Innovation: Le mythe des solutions sans problème

La scène se passe à Lyon il y a quelques mois. Je suis invité pour présenter l’effectuation à un groupe d’artistes. L’effectuation à des artistes? Oui, car l’effectuation étant un principe général de création de nouveauté, il existe de nombreux parallèles entre l’entrepreneuriat et l’art, et la session avait pour but d’explorer ces parallèles. Enfin bref… je donne des exemples d’entreprises ayant démarré de manière effectuale (sans idée précise et progressé chemin faisant sur la bases de rencontres inopinées) et j’évoque les débuts de Facebook. Très vite j’ai droit aux classiques « Facebook c’est l’innovation inutile » et le « symbole de la futilité de notre époque. » Bien qu’utilisant très peu Facebook, je ne partage pas du tout cet avis. L’innovation est souvent inutile… au début.

D’une manière générale, il est très commun de dénigrer une nouvelle technologie en expliquant qu’elle est inutile. L’expression consacrée est « Une solution sans problème. » En ce moment, c’est l’internet des objets (IoT – Internet of things) qui fait l’objet de ce jugement. Après tout, à part l’engouement des startups, personne n’a jamais demandé d’IoT, et l’idée d’avoir un grille-pain connecté à son iPhone, passé l’amusement, est tout bonnement ridicule.

On est tenté de donner raison aux sceptiques tant les technologues prennent parfois un malin plaisir à inventer des trucs qui ne servent à rien, dont personne n’a besoin. Avec tous ces gens qui meurent de faim, ne peuvent-ils pas se consacrer à des inventions utiles? Il ne fait aucun doute qu’une large partie de l’intérêt autour de l’IoT traduit une bulle médiatico-financière qui finira par se dégonfler.

- **ÉNONCÉ**:
Remplacez « grille-pain » par « réfrigérateur » dans le passage du texte sur l’innovation qui va de « D’une manière générale, il » à « par se dégonfler. », puis recopiez ce passage ainsi modifié.

- **LISTE DES DONNÉES**:

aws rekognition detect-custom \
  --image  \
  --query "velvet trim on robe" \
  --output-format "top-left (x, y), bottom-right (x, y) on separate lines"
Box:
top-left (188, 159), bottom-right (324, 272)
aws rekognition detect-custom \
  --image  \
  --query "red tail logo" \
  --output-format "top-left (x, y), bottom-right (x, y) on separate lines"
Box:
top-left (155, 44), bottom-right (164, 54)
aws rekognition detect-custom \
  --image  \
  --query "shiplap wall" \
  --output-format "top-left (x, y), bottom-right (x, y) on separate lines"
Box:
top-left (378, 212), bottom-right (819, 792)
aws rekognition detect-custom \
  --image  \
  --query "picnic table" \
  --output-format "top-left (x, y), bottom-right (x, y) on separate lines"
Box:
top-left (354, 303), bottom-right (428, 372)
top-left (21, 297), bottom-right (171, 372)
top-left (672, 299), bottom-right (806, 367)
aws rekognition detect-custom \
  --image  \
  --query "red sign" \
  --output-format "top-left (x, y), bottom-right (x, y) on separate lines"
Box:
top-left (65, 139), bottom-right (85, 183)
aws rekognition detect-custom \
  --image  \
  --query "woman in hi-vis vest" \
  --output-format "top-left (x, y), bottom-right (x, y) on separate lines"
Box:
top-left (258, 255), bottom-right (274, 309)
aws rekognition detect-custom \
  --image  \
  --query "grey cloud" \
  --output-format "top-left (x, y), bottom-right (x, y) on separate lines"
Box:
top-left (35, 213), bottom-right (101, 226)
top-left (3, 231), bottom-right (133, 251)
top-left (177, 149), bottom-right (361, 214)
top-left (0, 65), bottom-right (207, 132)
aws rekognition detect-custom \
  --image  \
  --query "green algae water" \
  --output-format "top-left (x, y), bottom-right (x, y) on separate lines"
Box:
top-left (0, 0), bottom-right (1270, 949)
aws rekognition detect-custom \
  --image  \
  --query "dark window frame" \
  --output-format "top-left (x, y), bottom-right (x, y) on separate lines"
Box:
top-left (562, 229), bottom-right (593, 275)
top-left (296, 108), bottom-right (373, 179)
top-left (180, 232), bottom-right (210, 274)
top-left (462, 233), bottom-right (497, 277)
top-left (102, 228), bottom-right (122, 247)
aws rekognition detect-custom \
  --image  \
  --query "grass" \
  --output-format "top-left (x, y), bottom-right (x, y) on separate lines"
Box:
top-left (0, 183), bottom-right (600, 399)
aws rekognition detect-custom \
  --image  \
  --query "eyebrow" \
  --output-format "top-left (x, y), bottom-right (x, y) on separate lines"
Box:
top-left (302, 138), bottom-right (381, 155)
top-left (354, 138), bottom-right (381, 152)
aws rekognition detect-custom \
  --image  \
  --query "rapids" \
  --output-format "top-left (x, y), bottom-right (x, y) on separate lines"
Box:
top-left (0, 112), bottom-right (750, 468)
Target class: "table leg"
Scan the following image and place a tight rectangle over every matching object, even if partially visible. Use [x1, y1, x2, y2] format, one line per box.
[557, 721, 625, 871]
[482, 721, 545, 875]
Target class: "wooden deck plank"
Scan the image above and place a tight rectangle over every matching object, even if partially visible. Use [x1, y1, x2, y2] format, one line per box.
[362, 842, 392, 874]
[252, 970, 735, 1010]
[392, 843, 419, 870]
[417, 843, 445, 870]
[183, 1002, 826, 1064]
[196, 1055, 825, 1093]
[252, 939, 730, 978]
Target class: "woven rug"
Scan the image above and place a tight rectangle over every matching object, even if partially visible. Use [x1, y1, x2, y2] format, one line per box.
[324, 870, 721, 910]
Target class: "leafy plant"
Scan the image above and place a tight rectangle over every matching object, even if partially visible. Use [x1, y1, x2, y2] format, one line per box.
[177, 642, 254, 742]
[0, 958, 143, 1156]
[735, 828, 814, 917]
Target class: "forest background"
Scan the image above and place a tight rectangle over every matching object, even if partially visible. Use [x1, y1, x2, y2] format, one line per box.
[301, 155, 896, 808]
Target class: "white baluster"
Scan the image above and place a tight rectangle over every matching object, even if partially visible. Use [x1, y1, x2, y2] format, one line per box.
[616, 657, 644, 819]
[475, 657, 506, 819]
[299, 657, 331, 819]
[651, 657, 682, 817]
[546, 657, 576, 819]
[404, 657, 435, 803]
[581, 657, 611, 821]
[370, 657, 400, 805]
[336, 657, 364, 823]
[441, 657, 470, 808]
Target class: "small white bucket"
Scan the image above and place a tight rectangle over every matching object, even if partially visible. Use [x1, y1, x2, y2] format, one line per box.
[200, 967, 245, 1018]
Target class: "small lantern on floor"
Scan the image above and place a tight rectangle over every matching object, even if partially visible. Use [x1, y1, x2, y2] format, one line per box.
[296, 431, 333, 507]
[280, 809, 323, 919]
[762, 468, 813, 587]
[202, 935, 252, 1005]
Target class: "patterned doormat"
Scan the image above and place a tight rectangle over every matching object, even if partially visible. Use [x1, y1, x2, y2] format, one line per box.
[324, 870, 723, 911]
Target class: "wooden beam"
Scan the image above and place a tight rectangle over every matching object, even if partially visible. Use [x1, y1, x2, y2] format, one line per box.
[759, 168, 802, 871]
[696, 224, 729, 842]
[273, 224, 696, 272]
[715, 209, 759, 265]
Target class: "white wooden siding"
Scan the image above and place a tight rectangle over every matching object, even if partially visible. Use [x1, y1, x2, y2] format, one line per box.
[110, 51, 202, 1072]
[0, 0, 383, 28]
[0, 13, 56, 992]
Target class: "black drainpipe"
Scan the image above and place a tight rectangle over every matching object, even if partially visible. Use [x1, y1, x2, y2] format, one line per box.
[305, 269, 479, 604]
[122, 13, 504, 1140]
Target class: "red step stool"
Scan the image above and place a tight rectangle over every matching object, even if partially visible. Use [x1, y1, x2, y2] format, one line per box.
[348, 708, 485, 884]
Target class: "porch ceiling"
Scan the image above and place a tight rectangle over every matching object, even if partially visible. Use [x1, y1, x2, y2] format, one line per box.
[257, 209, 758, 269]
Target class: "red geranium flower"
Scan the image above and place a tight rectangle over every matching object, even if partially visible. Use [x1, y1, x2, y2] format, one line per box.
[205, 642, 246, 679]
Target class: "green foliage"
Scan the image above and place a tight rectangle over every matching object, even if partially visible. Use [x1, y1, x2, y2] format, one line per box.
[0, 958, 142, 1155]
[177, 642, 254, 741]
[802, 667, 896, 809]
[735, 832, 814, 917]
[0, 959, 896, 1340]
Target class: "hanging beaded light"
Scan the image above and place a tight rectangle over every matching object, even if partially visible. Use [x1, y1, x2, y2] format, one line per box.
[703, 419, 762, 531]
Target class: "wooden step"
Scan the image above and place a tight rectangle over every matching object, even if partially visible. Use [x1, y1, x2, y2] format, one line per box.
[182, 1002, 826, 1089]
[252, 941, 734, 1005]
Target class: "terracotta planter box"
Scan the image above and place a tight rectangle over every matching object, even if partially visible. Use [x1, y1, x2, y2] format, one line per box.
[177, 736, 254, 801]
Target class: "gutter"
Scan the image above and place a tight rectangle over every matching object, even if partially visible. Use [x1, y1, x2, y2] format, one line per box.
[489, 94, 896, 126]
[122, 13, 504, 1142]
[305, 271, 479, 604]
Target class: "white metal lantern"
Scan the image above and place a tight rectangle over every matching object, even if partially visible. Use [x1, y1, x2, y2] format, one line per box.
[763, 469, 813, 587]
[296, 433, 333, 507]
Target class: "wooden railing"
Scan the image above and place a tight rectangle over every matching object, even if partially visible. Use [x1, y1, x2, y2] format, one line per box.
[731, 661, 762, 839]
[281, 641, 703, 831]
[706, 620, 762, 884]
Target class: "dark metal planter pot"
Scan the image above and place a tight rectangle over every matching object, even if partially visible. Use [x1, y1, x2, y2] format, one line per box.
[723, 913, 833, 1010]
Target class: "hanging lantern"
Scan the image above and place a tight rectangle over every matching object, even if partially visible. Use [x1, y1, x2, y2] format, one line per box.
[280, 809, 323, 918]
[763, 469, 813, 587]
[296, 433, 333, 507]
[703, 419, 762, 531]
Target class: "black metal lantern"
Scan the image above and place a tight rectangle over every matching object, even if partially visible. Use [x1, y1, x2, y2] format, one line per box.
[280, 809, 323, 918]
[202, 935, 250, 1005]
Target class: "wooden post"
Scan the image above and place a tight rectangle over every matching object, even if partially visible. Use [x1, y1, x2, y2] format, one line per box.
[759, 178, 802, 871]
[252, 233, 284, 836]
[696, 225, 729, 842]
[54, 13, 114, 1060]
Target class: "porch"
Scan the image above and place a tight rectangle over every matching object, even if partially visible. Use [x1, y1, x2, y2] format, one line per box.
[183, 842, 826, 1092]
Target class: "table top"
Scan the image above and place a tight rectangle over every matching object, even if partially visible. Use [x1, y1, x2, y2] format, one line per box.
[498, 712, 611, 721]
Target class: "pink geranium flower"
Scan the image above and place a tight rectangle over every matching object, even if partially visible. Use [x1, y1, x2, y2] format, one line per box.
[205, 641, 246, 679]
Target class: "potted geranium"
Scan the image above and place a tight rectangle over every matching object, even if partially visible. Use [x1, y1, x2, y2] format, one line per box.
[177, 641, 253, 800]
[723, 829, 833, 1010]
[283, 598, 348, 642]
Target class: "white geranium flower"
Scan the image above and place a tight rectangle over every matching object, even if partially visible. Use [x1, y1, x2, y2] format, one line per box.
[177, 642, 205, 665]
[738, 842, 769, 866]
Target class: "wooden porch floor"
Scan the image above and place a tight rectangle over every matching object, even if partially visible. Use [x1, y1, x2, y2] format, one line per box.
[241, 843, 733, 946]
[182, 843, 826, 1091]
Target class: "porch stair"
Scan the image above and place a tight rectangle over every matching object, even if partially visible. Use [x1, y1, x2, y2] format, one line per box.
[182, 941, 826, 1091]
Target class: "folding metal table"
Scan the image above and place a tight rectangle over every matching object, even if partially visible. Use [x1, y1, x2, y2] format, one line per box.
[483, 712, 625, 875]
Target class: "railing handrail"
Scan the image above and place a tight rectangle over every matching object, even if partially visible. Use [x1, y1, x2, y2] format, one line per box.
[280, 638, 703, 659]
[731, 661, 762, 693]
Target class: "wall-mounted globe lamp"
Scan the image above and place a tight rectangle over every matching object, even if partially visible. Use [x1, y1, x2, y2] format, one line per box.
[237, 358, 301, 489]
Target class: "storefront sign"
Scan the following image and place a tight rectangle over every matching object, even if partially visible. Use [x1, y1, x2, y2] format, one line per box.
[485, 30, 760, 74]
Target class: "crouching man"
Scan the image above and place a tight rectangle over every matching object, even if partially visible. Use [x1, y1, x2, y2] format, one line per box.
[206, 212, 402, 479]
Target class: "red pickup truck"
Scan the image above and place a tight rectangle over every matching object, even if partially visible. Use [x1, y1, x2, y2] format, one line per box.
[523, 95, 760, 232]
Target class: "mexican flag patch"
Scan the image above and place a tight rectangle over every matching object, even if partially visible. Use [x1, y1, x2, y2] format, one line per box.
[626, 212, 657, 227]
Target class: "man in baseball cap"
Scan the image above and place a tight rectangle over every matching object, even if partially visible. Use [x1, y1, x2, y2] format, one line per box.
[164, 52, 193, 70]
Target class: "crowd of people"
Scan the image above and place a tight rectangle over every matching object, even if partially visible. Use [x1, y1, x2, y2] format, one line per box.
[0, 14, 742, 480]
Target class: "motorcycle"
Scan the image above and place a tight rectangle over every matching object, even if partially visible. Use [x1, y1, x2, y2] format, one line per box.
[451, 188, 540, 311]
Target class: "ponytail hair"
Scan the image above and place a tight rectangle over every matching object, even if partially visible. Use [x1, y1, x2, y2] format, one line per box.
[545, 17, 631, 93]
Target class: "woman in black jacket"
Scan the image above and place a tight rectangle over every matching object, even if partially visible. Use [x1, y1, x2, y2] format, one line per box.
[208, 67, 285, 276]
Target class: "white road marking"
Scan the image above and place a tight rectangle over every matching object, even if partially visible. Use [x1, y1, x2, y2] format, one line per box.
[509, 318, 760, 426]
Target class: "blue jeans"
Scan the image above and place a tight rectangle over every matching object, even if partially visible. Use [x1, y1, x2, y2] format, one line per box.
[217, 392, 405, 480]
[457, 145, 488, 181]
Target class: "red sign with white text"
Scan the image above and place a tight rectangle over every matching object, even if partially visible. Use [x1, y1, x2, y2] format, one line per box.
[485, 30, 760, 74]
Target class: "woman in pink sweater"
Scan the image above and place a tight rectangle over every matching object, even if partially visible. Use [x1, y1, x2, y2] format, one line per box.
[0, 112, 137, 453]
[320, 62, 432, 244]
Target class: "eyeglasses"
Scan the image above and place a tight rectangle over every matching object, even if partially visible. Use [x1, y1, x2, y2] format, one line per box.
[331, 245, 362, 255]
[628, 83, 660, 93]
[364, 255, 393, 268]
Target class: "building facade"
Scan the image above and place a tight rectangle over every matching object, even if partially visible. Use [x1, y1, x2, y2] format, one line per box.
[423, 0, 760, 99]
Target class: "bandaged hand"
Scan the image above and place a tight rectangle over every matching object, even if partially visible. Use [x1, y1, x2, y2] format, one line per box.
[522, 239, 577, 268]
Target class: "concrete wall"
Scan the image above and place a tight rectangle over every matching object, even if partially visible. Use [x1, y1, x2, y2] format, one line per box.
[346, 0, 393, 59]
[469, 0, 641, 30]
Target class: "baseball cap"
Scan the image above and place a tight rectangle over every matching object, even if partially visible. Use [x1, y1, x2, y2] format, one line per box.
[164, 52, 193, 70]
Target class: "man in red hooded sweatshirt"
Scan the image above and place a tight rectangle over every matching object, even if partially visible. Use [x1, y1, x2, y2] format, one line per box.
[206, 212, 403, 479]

- **RÉSULTAT**:
D’une manière générale, il est très commun de dénigrer une nouvelle technologie en expliquant qu’elle est inutile. L’expression consacrée est « Une solution sans problème. » En ce moment, c’est l’internet des objets (IoT – Internet of things) qui fait l’objet de ce jugement. Après tout, à part l’engouement des startups, personne n’a jamais demandé d’IoT, et l’idée d’avoir un réfrigérateur connecté à son iPhone, passé l’amusement, est tout bonnement ridicule.

On est tenté de donner raison aux sceptiques tant les technologues prennent parfois un malin plaisir à inventer des trucs qui ne servent à rien, dont personne n’a besoin. Avec tous ces gens qui meurent de faim, ne peuvent-ils pas se consacrer à des inventions utiles? Il ne fait aucun doute qu’une large partie de l’intérêt autour de l’IoT traduit une bulle médiatico-financière qui finira par se dégonfler.